[Region pointing data]
:::::

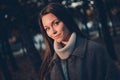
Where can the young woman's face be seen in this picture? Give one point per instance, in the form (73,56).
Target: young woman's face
(55,28)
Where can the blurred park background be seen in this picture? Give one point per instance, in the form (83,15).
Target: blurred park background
(22,46)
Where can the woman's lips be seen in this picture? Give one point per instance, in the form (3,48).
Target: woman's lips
(57,36)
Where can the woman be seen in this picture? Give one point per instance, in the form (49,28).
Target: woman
(69,55)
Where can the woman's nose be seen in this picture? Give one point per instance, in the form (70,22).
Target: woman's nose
(54,31)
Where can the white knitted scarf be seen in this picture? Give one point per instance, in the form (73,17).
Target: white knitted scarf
(65,52)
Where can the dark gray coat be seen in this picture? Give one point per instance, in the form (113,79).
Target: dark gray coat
(89,61)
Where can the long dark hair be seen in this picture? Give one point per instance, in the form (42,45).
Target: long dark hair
(62,13)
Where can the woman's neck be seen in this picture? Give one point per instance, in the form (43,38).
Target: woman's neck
(64,42)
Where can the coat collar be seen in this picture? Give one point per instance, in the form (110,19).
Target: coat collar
(79,49)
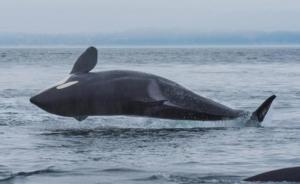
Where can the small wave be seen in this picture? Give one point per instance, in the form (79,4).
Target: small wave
(12,176)
(121,170)
(155,178)
(204,179)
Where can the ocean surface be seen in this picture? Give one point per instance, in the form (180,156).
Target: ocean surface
(38,147)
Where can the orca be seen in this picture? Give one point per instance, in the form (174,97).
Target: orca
(132,93)
(291,174)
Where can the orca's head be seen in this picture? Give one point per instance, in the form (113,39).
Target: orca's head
(64,97)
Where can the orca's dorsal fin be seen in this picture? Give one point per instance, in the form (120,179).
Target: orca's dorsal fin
(86,61)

:::::

■ **What you should do**: The reply should hold only the lines from the first line of the records above through the line containing "Where can the coat", copied exactly and without pictures.

■ **Problem solution**:
Where can the young woman's face be seen in this picture? Give one point per instance, in the form (73,56).
Target: young woman's face
(55,28)
Where can the blurred park background be seen in this picture? Give one point per instance, in the form (83,15).
Target: blurred park background
(22,46)
Where can the woman's lips be seen in this picture? Give one point per instance, in the form (3,48).
Target: woman's lips
(57,36)
Where can the woman be seen in this picture? Give one point per instance, in the form (49,28).
Target: woman
(69,55)
Where can the woman's nose be seen in this picture? Give one point per instance, in the form (70,22).
Target: woman's nose
(54,31)
Where can the white knitted scarf be seen in this picture? Give one point per instance, in the form (73,17).
Target: white knitted scarf
(65,52)
Where can the dark gray coat be seen in this picture? Give one point per instance, in the form (113,79).
Target: dark gray coat
(89,61)
Where can the long dark hair be seen in this picture? Give one point per instance, in the form (42,45).
Target: long dark hair
(62,13)
Where can the woman's neck be seen in this picture? Give one point per instance, in the form (43,38).
Target: woman's neck
(64,42)
Where can the coat collar be seen in this picture? Give one point per instance, in the form (110,19).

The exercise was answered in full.